Task requirements
Where in the data below does the word "background" appear? Copy every line that has it.
----------
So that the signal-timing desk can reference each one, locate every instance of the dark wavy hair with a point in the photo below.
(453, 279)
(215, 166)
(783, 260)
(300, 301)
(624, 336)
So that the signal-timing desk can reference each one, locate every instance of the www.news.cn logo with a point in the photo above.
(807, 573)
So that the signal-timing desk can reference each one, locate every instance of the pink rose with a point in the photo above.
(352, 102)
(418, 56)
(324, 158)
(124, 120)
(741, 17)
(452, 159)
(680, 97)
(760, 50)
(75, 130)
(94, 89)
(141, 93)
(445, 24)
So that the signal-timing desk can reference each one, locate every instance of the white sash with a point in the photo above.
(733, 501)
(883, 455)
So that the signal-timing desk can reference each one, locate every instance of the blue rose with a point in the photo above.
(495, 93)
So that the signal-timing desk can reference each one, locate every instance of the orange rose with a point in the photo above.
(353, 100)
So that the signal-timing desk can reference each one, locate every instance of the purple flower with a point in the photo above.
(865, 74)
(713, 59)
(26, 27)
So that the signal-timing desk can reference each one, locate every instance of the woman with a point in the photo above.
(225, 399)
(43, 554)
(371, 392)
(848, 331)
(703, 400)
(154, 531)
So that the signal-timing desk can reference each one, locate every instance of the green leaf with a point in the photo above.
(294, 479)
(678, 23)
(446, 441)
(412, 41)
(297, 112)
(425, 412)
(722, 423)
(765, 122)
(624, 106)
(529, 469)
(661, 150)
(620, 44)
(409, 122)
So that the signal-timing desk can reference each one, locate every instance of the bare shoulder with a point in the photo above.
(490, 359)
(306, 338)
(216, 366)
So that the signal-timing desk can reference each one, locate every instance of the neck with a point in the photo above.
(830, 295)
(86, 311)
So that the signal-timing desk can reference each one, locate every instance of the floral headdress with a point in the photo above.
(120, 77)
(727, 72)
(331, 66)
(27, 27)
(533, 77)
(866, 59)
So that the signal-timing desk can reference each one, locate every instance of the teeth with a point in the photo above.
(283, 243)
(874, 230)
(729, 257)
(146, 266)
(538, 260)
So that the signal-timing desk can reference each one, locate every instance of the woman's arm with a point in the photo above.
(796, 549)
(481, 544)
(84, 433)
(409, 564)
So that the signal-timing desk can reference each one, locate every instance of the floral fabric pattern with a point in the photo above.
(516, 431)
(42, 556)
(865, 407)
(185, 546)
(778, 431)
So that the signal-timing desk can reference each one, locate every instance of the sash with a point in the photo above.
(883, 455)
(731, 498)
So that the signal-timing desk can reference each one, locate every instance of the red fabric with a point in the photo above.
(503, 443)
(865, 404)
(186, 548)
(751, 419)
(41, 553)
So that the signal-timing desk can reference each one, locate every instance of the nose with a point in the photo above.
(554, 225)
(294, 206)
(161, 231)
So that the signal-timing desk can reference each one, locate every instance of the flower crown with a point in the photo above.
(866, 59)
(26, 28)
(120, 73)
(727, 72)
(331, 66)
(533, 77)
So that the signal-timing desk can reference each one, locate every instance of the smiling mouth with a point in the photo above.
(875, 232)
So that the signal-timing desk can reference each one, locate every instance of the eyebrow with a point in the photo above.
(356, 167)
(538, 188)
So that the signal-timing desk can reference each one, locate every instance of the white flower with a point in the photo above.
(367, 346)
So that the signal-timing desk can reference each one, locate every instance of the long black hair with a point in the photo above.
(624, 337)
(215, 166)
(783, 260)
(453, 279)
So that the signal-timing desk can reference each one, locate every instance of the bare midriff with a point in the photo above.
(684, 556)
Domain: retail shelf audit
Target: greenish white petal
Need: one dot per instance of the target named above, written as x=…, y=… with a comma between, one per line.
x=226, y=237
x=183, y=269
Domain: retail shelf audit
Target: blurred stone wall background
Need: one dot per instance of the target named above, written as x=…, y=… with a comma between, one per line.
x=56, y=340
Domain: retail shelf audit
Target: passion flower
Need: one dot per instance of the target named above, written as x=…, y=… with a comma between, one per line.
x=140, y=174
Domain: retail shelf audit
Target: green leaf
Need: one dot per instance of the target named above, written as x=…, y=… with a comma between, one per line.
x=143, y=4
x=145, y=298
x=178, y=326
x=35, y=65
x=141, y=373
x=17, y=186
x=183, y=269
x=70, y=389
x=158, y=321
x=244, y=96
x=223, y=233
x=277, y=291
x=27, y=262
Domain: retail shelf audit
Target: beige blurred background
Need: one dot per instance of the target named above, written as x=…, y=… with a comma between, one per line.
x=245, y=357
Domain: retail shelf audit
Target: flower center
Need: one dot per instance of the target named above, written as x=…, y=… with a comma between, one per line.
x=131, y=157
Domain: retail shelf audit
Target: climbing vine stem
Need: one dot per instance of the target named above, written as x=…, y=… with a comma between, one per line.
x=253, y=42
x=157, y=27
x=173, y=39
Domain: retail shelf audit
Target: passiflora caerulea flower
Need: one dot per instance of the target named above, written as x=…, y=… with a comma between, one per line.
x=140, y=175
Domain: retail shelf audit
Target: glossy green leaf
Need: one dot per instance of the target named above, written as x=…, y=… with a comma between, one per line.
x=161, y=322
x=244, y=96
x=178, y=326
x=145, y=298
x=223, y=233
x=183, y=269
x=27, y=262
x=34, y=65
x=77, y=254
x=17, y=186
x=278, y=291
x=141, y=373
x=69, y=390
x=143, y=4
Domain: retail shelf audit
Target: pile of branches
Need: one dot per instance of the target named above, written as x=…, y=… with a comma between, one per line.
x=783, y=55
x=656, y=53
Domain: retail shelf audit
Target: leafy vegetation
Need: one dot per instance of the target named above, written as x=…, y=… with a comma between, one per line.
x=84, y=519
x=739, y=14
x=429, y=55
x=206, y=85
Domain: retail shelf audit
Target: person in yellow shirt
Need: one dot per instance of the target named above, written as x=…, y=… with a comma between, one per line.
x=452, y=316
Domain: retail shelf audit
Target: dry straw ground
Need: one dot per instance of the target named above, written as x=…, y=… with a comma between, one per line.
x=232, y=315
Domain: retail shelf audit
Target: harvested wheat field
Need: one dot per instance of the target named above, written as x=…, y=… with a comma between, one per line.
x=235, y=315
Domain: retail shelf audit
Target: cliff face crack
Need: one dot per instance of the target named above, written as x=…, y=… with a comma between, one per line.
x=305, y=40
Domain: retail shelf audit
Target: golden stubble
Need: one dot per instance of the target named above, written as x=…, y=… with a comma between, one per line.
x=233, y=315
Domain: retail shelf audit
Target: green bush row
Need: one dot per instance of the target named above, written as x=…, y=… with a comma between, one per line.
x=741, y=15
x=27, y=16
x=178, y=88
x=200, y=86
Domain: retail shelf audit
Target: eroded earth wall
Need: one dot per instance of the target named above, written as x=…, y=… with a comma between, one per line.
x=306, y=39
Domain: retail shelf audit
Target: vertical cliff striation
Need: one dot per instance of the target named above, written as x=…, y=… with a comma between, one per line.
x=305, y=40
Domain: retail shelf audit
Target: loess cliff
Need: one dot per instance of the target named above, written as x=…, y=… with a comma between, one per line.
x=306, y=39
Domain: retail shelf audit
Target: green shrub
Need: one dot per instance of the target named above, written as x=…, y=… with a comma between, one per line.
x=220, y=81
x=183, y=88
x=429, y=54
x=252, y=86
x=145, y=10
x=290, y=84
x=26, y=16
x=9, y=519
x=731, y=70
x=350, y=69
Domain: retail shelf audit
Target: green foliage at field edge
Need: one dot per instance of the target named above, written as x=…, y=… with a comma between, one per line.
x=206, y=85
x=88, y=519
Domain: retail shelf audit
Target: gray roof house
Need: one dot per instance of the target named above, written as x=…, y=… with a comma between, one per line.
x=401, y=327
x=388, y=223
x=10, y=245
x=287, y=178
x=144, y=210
----------
Completed exercise
Target: blurred stone wall background
Target: beige blurred background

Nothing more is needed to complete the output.